[BEGIN Input rows]

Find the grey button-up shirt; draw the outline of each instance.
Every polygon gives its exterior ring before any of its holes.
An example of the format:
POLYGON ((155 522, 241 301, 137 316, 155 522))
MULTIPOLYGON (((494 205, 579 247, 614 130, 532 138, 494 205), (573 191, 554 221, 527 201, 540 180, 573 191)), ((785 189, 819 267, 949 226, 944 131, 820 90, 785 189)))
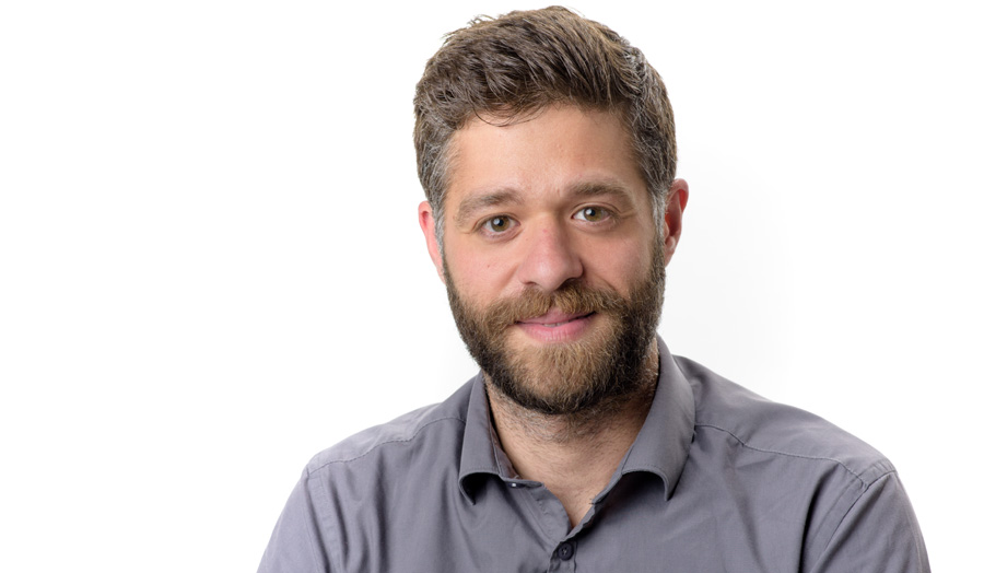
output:
POLYGON ((648 418, 575 527, 514 477, 479 375, 315 456, 259 571, 929 571, 881 454, 659 351, 648 418))

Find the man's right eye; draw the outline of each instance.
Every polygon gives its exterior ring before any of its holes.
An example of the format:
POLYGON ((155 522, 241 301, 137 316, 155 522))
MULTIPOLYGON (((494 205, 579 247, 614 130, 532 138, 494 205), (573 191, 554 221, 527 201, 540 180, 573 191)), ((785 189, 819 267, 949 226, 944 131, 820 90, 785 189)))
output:
POLYGON ((513 226, 513 220, 506 215, 495 215, 492 219, 485 221, 485 224, 482 225, 485 231, 491 233, 503 233, 508 231, 511 226, 513 226))

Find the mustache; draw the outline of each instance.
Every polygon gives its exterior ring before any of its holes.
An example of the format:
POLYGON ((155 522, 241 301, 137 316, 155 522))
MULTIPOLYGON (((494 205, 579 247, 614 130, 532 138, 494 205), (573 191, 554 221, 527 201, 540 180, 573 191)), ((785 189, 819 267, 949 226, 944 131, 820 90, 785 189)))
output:
POLYGON ((611 289, 595 289, 581 282, 571 282, 553 292, 530 286, 517 296, 492 303, 483 315, 485 327, 492 332, 501 332, 520 320, 544 315, 552 308, 565 314, 620 314, 626 306, 626 301, 611 289))

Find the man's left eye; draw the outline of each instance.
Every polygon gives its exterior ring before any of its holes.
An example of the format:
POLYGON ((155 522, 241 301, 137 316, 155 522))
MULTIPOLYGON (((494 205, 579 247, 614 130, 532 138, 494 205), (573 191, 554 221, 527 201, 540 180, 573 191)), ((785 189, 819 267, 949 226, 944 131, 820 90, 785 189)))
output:
POLYGON ((596 223, 598 221, 604 221, 611 213, 608 212, 608 209, 601 207, 585 207, 581 211, 574 214, 574 219, 582 219, 584 221, 590 221, 591 223, 596 223))

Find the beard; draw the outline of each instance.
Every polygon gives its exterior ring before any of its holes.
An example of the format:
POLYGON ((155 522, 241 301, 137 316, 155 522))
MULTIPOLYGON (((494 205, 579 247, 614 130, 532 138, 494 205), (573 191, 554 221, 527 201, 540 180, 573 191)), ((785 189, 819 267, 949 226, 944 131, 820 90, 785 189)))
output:
POLYGON ((553 292, 529 288, 485 308, 466 301, 452 280, 447 262, 447 297, 461 339, 485 373, 485 379, 516 405, 549 416, 597 411, 639 395, 653 382, 651 347, 663 308, 666 266, 661 245, 629 297, 611 289, 569 281, 553 292), (535 344, 516 323, 551 308, 594 314, 590 330, 574 342, 535 344))

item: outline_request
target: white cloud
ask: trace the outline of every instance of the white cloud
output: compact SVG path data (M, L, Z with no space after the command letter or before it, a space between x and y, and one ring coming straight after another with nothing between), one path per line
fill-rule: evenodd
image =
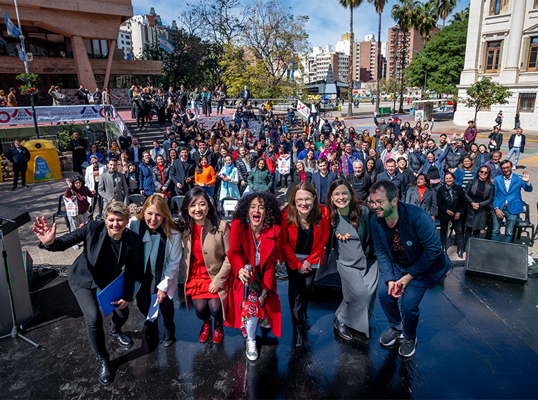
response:
M295 15L308 15L310 20L306 29L309 36L309 41L312 46L327 44L334 46L340 40L342 34L349 32L349 9L343 8L337 0L283 0L283 3L292 8ZM161 15L165 25L170 25L172 20L177 21L178 16L187 10L187 2L196 4L195 0L181 0L180 1L165 1L164 0L132 0L134 14L147 14L150 8L154 7L155 12ZM244 4L250 2L241 0ZM388 28L395 25L390 17L392 6L397 3L396 0L389 0L385 6L381 14L382 41L387 40ZM458 1L456 11L461 11L469 4L468 0ZM450 17L448 18L450 20ZM364 40L364 36L374 33L377 37L378 15L374 6L363 0L363 3L353 10L353 32L359 41ZM181 25L178 22L178 25Z

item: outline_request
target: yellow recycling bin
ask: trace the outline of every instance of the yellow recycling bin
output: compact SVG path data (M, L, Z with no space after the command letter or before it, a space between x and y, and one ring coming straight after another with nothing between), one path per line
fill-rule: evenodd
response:
M60 159L52 141L29 140L22 144L30 152L27 183L61 179Z

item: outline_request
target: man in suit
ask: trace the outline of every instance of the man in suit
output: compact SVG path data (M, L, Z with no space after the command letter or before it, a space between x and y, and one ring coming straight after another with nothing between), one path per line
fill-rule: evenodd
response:
M374 183L370 206L375 212L370 222L381 270L377 294L390 324L379 343L390 347L403 339L399 353L410 357L417 347L419 305L426 290L443 281L452 264L441 250L432 217L419 207L399 202L394 183L385 180Z
M248 90L248 86L245 85L245 87L239 94L239 97L241 98L243 104L246 106L247 103L248 103L248 99L250 99L250 91Z
M512 161L504 160L499 168L502 175L493 179L493 186L495 188L493 208L495 214L493 215L491 240L499 241L501 224L506 218L504 241L510 243L517 216L525 210L521 199L521 188L526 192L532 192L532 185L530 184L530 174L528 171L524 171L523 176L512 173Z
M506 159L509 160L512 158L512 154L515 154L512 169L515 170L517 161L519 161L519 153L522 153L525 150L525 135L523 134L523 130L521 128L518 128L516 132L510 137L508 149Z
M406 178L396 168L396 160L389 159L386 162L387 169L377 175L376 181L385 179L392 182L398 188L398 198L402 202L405 202L407 192L407 182Z
M142 153L144 152L144 149L141 145L138 144L138 139L136 137L132 138L132 144L128 149L128 151L129 153L129 161L135 164L142 161Z
M328 165L326 159L317 160L317 172L312 174L312 184L316 188L319 202L325 204L327 199L327 192L330 184L338 179L338 176L332 171L329 171Z
M103 207L106 208L110 201L129 201L129 186L124 174L118 172L118 161L110 158L106 166L108 170L99 177L97 192L103 197Z
M198 150L195 150L192 154L192 161L195 161L195 164L198 164L198 160L200 159L200 157L206 156L208 157L208 163L213 167L213 169L217 171L217 161L218 158L217 154L213 152L208 149L208 145L206 143L206 141L203 140L198 143ZM219 171L217 171L217 172Z
M189 158L189 151L186 148L179 149L179 158L174 161L170 174L176 186L176 192L184 196L187 192L194 188L195 163Z
M85 185L93 192L97 192L99 189L100 178L105 173L107 168L106 166L99 163L97 156L92 155L90 157L90 164L89 166L86 167L84 181L86 182ZM90 197L88 200L90 201L90 217L93 217L93 212L95 210L97 204L99 206L98 217L101 215L103 214L103 198L99 195L99 193L95 197L92 199Z
M17 185L19 183L19 177L21 177L22 188L28 188L26 186L26 170L30 161L30 152L23 146L21 146L21 139L16 139L13 142L14 146L8 150L8 159L13 165L13 188L12 190L17 190Z

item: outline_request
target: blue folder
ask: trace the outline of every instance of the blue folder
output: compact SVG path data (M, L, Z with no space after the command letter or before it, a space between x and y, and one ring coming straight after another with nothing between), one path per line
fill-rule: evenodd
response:
M97 293L97 301L99 302L101 309L105 317L114 311L116 307L110 304L116 301L123 295L123 284L125 283L125 272L121 272L117 278L114 279L106 288Z

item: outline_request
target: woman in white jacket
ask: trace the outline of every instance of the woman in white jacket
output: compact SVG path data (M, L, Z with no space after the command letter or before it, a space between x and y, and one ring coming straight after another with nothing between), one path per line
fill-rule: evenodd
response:
M168 347L176 340L172 299L177 291L183 257L181 232L172 219L166 201L159 194L148 197L140 213L129 221L128 228L139 234L143 249L144 276L137 293L139 310L146 317L155 301L152 294L157 294L164 326L163 346ZM159 340L157 320L146 321L145 325L146 339Z

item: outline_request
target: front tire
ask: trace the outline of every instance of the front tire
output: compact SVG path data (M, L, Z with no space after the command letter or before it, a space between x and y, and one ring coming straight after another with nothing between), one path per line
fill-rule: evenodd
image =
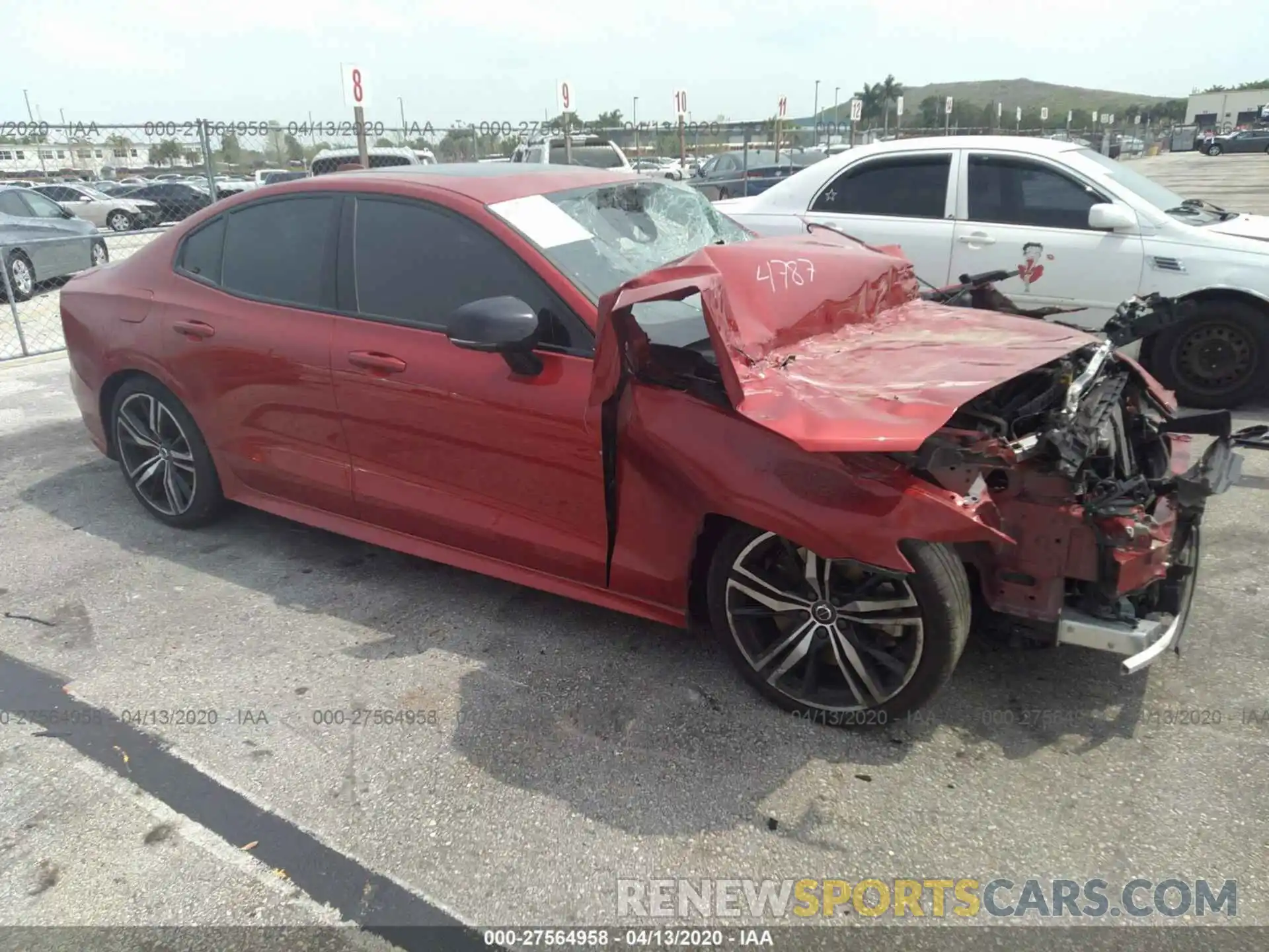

[END Input rows]

Problem requirements =
Please copy the lines of the records, from the line with "Find the beard;" up to and including the line with "POLYGON ((553 292, 529", reproducing them unchanged.

Solution to this exercise =
Find the beard; draw the outline of each instance.
Every polygon gives its exterior ring before any of its holes.
An example of the format:
POLYGON ((155 522, 241 301, 137 316, 155 522))
MULTIPOLYGON (((494 205, 579 247, 614 130, 532 138, 494 205), (573 191, 554 221, 527 201, 540 180, 573 191)), ((785 189, 819 267, 949 226, 944 131, 820 90, 785 189)))
output:
POLYGON ((553 292, 529 288, 485 308, 466 301, 452 280, 447 262, 447 297, 461 339, 485 373, 485 379, 516 405, 549 416, 597 411, 639 395, 653 382, 651 347, 663 308, 666 266, 661 245, 629 297, 611 289, 569 281, 553 292), (535 344, 516 323, 551 308, 594 314, 590 330, 574 342, 535 344))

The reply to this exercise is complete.